**Task inputs:**
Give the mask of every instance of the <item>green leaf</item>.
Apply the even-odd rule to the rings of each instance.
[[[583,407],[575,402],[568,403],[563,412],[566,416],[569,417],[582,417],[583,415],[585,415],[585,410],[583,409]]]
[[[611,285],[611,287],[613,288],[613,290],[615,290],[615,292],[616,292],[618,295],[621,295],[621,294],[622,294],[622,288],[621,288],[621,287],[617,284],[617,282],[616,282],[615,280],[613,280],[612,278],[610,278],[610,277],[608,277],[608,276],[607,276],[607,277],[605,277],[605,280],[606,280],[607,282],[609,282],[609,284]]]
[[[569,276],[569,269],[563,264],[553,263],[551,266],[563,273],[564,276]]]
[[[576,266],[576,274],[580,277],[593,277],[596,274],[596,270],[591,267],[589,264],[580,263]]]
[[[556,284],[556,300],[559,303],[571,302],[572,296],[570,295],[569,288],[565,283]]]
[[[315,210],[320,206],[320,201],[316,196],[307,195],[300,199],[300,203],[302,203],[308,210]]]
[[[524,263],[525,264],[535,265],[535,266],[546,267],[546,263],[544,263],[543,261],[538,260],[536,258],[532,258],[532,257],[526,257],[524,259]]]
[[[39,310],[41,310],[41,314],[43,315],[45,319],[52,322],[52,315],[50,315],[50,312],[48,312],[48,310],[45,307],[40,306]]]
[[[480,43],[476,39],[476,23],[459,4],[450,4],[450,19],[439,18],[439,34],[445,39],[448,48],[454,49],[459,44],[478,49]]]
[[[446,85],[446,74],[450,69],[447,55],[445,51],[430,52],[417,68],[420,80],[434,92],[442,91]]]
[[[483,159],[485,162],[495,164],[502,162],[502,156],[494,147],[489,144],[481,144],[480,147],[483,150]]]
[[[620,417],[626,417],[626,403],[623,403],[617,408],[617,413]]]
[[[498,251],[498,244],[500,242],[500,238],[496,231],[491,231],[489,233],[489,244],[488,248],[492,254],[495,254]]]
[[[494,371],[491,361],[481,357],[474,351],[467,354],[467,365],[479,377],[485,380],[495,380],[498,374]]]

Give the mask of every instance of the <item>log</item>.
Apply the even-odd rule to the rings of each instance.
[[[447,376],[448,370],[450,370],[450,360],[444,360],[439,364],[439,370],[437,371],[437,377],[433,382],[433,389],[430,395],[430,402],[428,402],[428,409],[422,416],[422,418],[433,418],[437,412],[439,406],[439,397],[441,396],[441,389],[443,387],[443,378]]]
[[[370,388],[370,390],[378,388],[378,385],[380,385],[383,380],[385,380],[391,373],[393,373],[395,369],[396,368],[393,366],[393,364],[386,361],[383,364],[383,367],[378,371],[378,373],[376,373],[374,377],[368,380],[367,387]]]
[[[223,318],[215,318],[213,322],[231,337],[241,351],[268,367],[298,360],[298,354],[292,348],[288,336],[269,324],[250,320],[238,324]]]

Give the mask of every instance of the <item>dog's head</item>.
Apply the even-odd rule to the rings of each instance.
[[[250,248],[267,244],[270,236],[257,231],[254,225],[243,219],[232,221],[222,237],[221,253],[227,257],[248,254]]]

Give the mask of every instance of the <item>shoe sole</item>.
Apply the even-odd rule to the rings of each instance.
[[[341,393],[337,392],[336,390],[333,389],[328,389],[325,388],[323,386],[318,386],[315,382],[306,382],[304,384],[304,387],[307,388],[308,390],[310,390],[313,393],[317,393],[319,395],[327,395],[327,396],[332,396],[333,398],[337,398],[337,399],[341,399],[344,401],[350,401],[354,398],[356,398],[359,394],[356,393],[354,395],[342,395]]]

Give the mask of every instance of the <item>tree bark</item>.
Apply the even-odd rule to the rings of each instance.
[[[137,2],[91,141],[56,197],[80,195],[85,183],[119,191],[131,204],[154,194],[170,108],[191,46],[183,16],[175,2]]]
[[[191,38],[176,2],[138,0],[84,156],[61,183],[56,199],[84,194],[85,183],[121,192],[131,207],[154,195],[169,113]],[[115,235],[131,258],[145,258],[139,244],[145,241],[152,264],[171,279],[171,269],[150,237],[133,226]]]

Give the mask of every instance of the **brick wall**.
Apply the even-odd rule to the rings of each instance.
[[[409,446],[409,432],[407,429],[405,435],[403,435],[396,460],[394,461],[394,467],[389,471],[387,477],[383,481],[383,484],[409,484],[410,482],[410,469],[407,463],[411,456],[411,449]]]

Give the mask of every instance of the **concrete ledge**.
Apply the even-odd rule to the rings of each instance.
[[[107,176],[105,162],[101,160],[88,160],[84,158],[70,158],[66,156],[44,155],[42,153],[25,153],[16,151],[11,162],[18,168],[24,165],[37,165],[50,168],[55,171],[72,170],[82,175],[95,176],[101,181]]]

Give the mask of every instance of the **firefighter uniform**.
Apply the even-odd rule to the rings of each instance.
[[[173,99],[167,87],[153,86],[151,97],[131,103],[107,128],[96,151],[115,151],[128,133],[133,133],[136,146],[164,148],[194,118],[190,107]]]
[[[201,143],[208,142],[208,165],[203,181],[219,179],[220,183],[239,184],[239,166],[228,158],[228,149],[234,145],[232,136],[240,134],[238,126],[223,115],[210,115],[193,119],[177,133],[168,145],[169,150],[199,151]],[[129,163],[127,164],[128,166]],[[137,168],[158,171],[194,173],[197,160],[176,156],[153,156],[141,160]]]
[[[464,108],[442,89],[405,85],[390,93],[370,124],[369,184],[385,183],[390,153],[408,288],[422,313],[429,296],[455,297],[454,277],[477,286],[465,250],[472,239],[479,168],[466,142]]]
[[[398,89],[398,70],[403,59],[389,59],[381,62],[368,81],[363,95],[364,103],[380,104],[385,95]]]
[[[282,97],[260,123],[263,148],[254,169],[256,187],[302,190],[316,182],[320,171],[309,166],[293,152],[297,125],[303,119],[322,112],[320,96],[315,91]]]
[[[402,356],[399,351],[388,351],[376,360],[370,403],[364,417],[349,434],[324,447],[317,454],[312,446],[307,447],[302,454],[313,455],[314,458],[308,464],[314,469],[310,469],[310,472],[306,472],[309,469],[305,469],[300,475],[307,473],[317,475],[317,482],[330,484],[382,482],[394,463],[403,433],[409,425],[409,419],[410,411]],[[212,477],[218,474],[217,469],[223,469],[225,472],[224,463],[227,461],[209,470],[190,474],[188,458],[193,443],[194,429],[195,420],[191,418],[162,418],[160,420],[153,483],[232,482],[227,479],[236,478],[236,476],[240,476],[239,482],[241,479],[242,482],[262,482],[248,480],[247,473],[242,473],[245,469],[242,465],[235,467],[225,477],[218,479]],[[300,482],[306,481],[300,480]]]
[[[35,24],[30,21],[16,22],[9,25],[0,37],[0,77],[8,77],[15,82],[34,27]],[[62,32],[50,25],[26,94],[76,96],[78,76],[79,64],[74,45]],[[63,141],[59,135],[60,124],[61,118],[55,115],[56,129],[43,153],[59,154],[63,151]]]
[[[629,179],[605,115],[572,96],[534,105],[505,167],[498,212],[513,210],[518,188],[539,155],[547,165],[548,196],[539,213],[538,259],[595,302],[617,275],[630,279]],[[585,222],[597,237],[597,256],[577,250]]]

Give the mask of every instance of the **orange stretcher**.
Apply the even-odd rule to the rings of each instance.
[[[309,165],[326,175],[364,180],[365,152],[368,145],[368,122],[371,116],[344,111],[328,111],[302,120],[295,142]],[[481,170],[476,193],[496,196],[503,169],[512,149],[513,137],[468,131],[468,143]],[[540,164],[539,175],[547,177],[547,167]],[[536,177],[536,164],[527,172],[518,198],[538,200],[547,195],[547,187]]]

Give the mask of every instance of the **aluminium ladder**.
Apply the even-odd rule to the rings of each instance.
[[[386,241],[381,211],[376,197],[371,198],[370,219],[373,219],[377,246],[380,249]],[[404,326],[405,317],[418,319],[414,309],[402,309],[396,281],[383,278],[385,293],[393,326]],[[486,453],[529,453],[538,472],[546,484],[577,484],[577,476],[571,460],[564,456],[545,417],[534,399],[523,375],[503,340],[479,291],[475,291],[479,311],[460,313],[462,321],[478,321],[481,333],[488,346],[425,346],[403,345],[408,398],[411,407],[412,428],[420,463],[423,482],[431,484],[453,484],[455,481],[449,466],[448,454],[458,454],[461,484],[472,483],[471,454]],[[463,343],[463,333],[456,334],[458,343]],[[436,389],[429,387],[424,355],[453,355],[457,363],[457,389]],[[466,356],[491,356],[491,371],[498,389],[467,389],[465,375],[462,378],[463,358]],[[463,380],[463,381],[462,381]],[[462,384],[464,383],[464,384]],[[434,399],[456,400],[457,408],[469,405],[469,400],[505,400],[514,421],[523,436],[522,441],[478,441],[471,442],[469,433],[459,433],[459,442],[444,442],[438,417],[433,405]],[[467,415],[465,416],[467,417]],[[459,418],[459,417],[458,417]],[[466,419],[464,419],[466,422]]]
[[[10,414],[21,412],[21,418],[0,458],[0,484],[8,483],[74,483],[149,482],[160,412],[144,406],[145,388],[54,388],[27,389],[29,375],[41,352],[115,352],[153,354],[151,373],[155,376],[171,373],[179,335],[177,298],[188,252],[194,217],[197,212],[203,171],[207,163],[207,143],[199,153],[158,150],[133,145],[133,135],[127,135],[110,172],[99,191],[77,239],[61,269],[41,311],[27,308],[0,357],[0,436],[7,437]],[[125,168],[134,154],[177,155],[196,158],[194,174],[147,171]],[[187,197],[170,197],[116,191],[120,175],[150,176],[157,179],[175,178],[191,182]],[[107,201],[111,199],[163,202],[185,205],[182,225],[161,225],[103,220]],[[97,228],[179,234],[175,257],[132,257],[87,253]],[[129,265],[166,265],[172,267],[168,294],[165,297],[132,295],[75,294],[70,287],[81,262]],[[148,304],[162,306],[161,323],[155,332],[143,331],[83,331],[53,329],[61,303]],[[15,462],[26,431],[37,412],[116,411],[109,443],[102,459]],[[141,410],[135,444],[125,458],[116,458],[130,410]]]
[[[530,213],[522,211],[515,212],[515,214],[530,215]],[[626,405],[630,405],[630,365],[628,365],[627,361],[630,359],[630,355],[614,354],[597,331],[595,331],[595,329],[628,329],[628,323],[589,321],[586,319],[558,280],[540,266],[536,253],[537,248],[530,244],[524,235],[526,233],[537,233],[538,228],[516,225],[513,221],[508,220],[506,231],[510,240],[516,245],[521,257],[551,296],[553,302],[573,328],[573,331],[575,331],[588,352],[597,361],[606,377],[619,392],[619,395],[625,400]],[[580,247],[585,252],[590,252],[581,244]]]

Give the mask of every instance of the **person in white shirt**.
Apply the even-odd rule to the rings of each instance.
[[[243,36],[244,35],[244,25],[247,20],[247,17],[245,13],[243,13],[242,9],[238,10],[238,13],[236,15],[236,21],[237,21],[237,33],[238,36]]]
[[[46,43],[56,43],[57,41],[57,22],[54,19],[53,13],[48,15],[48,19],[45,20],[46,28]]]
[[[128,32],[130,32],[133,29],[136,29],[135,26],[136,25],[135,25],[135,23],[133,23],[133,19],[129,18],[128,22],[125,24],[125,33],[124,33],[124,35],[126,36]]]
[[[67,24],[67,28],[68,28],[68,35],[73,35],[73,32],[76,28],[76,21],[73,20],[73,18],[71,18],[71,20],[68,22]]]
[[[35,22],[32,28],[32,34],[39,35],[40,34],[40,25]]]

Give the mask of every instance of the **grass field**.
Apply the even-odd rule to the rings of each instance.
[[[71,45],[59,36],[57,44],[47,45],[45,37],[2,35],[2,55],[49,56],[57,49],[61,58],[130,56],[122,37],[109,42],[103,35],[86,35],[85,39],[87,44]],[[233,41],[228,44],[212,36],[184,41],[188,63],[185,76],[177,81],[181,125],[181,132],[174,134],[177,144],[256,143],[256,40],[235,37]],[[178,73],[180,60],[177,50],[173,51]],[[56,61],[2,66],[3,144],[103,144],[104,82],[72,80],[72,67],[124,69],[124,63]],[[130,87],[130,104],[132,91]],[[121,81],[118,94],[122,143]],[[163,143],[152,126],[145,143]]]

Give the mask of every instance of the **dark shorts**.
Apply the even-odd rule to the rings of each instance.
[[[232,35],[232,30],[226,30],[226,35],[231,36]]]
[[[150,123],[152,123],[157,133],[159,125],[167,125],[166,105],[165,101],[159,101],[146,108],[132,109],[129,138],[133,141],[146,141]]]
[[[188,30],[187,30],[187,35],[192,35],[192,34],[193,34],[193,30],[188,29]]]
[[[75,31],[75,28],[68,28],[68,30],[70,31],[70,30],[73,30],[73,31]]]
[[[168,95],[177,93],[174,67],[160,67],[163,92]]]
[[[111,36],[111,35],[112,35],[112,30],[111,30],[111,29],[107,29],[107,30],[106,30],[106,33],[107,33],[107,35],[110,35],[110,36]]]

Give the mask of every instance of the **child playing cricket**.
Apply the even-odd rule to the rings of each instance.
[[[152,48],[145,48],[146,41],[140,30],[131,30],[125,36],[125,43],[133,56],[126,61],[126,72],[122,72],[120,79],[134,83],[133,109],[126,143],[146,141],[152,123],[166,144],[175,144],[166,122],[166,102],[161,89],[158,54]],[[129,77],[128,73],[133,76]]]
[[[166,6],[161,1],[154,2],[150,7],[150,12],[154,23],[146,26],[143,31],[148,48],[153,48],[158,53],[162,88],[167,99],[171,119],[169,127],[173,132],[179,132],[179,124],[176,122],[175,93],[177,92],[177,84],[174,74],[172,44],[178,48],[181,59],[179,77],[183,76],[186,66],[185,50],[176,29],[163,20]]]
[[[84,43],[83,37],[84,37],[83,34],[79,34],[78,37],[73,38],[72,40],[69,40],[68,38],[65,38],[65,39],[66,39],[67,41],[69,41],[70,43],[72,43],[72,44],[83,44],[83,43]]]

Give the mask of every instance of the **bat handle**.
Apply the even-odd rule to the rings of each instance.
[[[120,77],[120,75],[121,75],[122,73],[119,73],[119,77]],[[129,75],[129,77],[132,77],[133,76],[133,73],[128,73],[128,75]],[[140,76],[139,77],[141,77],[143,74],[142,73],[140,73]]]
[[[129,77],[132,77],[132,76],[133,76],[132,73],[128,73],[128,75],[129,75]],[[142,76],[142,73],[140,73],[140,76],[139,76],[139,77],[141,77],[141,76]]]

**To do:** The expected answer is a copy of each line in the listing above that contains "item".

**Solution:**
Give the mask of every instance of the <item>green leaf</item>.
Give the mask of every instance of the <item>log</item>.
Give the mask of every instance of the <item>dog's head</item>.
Give the mask of every instance of the <item>shoe sole</item>.
Give the mask of every instance of the <item>tree bark</item>.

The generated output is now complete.